* BEGIN Document extract *

Quotulatiousness

April 7, 2014

US government data security failures

Filed under: Bureaucracy, Government, Technology — Tags: , , , , — Nicholas @ 09:02

David Gewirtz says that the press has totally mis-reported the scale of government security breaches:

Summary: This is one of those articles that spoils your faith in mankind. Not only are government security incidents fully into holy-cow territory, the press is reporting numbers three magnitudes too low because someone misread a chart and everyone else copied that report.

You might think this was an April Fool’s gag, except it was published on April 2nd, not April 1st.

According to testimony given by Gregory C. Wilshusen [PDF], Director of Information Security Issues for the Government Accountability Office to United States Senate Committee on Homeland Security and Governmental Affairs that, and I quote, “most major federal agencies had weaknesses in major categories of information security controls.”

* END Document extract *
* BEGIN Supplied records *

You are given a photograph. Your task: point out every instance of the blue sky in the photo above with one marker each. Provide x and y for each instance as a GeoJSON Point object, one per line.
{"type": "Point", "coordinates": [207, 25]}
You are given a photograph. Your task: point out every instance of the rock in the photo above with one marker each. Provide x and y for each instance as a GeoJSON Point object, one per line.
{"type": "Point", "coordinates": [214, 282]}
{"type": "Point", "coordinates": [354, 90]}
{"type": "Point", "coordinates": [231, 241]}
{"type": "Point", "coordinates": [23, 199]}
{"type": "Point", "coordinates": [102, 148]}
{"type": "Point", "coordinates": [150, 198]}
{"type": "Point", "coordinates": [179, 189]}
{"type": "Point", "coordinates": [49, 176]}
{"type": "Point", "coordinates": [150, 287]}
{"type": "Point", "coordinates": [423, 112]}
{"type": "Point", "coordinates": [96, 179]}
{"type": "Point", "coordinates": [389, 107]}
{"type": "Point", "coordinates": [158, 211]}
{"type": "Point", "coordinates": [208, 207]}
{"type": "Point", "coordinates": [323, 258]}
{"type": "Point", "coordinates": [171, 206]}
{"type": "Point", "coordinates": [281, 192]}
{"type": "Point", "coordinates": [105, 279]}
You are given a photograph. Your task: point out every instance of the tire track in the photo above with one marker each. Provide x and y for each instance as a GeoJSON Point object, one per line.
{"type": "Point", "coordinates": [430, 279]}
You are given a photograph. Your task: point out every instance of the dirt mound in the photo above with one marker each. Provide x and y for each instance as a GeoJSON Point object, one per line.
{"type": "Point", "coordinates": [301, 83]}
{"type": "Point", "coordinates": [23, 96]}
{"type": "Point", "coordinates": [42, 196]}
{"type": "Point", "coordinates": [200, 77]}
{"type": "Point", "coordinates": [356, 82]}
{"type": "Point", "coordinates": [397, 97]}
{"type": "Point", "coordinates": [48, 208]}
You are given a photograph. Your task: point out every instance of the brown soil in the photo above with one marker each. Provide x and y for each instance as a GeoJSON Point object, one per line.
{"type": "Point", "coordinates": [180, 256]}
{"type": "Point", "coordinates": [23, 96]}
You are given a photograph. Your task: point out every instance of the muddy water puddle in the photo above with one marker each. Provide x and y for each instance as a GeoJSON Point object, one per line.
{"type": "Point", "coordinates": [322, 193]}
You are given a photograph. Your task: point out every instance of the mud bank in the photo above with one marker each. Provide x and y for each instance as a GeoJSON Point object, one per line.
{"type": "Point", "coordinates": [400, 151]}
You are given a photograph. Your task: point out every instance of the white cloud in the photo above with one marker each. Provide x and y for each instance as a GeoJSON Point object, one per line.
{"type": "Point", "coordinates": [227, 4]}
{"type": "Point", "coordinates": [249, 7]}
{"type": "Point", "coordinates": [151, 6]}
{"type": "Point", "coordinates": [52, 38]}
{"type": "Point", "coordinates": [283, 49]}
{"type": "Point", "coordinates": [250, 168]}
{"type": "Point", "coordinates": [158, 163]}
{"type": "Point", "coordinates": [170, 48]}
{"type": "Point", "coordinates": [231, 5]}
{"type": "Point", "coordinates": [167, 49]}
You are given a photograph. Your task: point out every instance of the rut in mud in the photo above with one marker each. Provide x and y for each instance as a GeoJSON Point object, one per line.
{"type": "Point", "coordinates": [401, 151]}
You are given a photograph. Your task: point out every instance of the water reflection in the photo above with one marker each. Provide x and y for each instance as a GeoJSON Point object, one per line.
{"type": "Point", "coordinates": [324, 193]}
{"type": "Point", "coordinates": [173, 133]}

* END Supplied records *
* BEGIN Supplied records *

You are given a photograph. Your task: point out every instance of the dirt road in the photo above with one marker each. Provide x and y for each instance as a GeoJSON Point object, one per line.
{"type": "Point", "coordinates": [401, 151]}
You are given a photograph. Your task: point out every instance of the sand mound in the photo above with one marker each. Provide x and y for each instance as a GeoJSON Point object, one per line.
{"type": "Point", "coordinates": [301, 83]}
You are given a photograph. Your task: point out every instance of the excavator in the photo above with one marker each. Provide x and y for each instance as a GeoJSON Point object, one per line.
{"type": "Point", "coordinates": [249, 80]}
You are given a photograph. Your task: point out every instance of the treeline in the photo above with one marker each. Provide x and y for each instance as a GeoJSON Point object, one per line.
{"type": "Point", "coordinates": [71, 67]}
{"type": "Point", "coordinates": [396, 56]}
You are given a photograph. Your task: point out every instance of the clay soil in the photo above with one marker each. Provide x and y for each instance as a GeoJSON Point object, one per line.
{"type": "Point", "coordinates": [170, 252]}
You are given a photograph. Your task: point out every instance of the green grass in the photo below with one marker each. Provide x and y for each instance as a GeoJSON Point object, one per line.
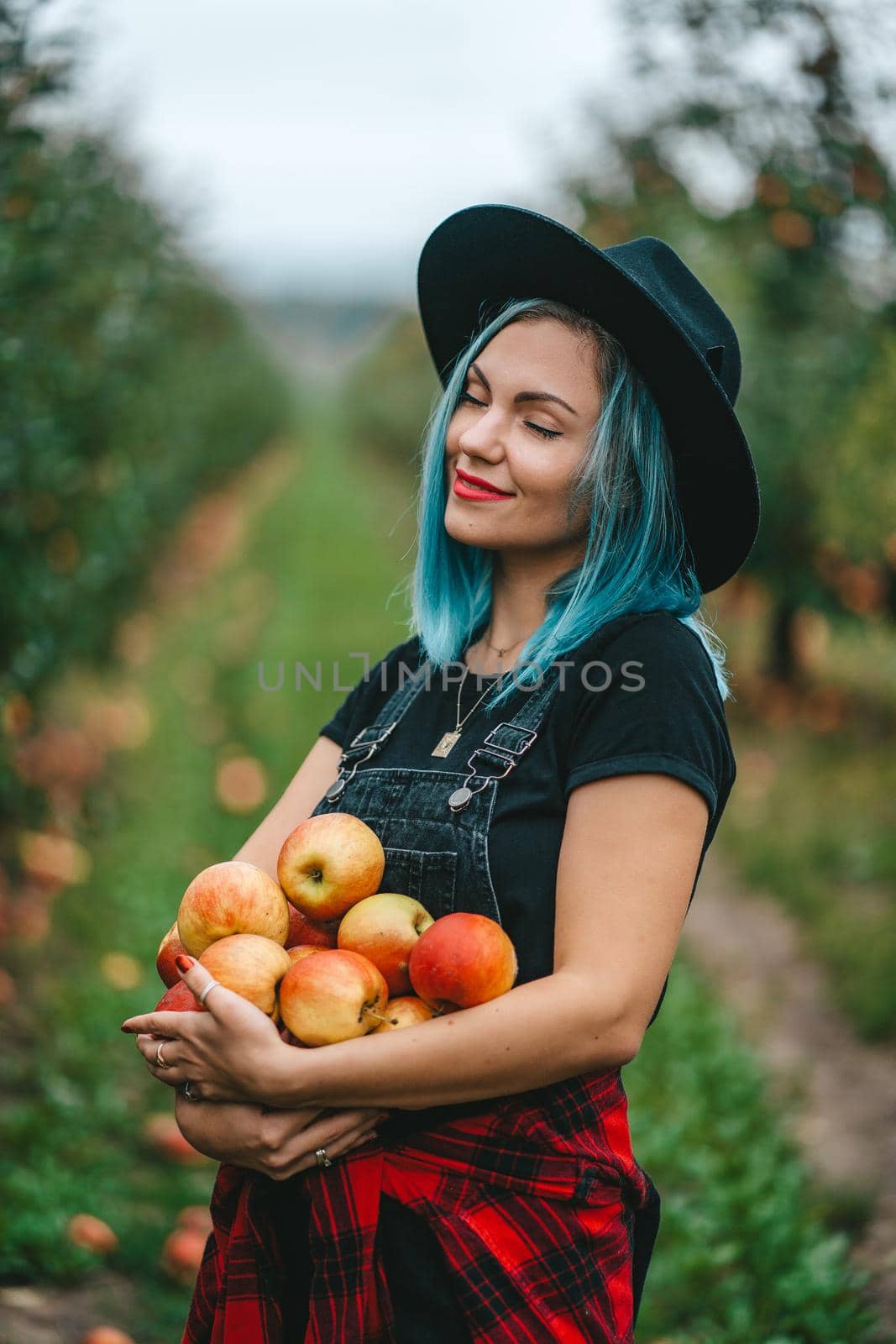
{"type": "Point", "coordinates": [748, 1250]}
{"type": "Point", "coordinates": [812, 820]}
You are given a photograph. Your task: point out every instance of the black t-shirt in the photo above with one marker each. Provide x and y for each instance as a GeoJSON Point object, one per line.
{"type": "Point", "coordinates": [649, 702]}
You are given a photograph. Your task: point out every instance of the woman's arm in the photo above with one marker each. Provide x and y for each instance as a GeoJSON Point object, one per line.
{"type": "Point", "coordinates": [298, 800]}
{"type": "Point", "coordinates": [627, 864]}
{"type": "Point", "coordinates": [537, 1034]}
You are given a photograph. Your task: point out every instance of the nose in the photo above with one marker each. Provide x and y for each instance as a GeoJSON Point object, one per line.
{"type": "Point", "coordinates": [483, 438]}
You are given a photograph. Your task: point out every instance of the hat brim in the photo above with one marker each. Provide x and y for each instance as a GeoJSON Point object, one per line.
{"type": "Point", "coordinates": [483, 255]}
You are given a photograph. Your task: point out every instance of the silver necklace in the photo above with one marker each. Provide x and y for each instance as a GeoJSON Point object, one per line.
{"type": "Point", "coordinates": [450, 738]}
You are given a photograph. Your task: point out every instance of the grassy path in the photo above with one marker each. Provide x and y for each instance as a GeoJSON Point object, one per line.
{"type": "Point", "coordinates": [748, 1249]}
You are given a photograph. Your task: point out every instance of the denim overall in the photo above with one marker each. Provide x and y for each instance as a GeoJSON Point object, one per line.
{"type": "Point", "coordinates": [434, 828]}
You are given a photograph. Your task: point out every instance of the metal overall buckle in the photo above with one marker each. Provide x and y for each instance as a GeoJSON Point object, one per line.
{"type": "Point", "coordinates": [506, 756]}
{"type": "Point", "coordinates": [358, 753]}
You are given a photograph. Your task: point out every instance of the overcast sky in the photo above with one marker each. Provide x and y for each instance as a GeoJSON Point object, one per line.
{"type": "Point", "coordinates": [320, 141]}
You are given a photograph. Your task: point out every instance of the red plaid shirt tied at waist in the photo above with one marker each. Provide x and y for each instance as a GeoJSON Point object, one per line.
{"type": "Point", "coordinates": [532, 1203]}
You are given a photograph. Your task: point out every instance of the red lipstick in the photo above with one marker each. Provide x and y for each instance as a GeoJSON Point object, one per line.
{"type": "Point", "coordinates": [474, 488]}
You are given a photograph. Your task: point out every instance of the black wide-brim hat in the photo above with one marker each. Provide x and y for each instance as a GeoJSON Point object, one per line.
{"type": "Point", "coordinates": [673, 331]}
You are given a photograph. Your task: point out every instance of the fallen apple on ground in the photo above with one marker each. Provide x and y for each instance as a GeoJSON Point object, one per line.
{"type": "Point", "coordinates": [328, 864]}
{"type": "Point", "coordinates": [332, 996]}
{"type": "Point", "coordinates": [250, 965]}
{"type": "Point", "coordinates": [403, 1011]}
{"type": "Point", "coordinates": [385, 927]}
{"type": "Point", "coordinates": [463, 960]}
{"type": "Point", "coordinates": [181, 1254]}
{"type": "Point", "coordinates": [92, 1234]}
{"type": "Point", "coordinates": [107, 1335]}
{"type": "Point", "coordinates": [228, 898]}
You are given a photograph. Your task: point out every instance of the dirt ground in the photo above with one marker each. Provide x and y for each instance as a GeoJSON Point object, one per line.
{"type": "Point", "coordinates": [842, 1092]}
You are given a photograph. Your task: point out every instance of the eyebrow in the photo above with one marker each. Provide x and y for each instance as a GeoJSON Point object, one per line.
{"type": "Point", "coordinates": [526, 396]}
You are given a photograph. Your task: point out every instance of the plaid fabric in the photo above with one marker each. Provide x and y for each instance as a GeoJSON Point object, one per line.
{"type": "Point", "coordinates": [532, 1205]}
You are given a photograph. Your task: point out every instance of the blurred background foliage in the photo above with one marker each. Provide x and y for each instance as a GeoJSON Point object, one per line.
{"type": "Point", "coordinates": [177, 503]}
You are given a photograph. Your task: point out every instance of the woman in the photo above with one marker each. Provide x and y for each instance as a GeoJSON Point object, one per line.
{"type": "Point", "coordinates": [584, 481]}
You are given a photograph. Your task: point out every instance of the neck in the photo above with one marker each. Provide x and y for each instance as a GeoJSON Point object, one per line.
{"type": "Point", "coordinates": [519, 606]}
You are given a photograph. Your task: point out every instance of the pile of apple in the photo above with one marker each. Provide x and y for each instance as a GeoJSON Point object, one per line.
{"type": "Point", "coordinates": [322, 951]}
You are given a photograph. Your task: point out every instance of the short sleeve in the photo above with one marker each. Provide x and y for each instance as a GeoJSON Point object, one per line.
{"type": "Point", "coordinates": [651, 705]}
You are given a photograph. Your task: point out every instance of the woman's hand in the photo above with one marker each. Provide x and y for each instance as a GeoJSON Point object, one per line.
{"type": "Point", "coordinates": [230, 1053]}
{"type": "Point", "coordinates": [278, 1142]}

* END Supplied records *
* BEGIN Supplied records *

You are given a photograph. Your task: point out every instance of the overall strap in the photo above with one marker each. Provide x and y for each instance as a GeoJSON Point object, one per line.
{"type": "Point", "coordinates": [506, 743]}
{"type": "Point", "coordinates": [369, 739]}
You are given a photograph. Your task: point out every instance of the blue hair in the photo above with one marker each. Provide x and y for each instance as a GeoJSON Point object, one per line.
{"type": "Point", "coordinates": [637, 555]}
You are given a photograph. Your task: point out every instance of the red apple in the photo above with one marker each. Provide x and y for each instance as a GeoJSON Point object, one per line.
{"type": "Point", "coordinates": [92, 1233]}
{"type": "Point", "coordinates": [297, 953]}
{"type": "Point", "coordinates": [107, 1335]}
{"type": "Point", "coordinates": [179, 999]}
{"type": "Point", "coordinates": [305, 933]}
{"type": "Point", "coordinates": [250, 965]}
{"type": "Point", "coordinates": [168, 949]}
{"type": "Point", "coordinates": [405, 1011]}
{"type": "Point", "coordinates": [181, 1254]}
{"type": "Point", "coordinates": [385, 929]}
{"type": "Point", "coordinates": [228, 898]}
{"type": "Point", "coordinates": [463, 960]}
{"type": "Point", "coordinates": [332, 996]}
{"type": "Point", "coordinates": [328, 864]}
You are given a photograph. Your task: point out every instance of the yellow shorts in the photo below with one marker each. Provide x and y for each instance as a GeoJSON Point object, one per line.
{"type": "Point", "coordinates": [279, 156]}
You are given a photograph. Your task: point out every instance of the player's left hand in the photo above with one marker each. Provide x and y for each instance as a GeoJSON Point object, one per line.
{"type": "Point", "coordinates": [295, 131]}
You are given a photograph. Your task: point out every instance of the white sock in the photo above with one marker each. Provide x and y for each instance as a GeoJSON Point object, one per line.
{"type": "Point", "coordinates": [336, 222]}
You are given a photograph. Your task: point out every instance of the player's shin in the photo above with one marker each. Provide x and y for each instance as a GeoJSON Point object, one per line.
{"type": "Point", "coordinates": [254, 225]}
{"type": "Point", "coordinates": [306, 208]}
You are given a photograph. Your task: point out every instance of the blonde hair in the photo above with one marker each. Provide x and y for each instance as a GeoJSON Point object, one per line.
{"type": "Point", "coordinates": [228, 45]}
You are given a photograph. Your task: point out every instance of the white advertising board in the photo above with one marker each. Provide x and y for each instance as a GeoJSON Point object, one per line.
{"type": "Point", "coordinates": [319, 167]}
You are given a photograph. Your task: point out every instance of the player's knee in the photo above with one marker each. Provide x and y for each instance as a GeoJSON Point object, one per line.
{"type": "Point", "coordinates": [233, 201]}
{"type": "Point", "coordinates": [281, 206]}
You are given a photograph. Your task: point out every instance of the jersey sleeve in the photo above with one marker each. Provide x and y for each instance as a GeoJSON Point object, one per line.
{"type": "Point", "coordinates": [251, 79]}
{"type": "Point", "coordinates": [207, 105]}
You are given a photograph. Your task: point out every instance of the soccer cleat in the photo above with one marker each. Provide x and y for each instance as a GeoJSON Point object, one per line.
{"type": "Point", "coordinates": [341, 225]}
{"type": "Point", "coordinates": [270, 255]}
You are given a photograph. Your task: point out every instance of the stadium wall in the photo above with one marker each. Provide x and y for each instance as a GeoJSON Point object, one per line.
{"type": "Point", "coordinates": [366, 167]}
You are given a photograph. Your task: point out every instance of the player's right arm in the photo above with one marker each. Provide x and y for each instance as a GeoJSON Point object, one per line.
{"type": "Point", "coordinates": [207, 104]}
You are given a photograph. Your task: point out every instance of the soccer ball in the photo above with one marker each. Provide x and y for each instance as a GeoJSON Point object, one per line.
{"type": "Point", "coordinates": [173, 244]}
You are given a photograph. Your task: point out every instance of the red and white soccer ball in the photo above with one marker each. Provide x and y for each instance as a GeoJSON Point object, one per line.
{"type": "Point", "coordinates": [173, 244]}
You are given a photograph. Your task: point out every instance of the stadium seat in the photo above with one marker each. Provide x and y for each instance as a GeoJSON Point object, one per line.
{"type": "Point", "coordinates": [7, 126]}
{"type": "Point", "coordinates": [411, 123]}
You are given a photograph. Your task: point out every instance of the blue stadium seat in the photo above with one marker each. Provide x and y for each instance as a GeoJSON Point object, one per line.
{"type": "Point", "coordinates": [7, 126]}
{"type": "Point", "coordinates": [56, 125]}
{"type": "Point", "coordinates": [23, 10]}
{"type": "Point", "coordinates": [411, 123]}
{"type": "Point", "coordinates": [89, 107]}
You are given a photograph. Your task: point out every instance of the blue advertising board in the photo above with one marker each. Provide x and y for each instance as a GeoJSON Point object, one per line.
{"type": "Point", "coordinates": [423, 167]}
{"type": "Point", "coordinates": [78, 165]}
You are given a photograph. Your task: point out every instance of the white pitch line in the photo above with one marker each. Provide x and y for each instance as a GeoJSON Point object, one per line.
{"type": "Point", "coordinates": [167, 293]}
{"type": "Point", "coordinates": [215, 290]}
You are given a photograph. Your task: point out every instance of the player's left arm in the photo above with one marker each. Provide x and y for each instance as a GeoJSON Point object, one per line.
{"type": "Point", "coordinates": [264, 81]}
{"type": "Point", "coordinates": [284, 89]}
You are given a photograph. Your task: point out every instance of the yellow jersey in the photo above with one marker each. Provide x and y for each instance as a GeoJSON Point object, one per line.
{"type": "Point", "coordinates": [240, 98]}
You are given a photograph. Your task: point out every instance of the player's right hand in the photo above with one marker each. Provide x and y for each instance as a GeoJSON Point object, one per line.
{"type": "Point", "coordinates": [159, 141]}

* END Supplied records *

Given instruction 1:
Quote the blog post on government data security failures word for word, between "April 7, 2014" and "not April 1st.", inclusive.
Given instruction 2:
Write the next part of the blog post on US government data security failures, starting after its final sentence.
The records are separate material and are not part of the blog post.

Task answer 1:
April 7, 2014

US government data security failures

Filed under: Bureaucracy, Government, Technology — Tags: , , , , — Nicholas @ 09:02

David Gewirtz says that the press has totally mis-reported the scale of government security breaches:

Summary: This is one of those articles that spoils your faith in mankind. Not only are government security incidents fully into holy-cow territory, the press is reporting numbers three magnitudes too low because someone misread a chart and everyone else copied that report.

You might think this was an April Fool’s gag, except it was published on April 2nd, not April 1st.

Task answer 2:
In other words, some government agency data security functions more like a sieve than a lockbox.

Some of the data the GAO presented was deeply disturbing. For example, the number of successful breaches doubled since 2009. Doubled. There’s also a story inside this story, which I’ll discuss later in the article. Almost all of the press reporting on this testimony got the magnitude of the breach wrong. Most reported that government security incidents numbered in the thousands, when, in fact, they numbered in the millions.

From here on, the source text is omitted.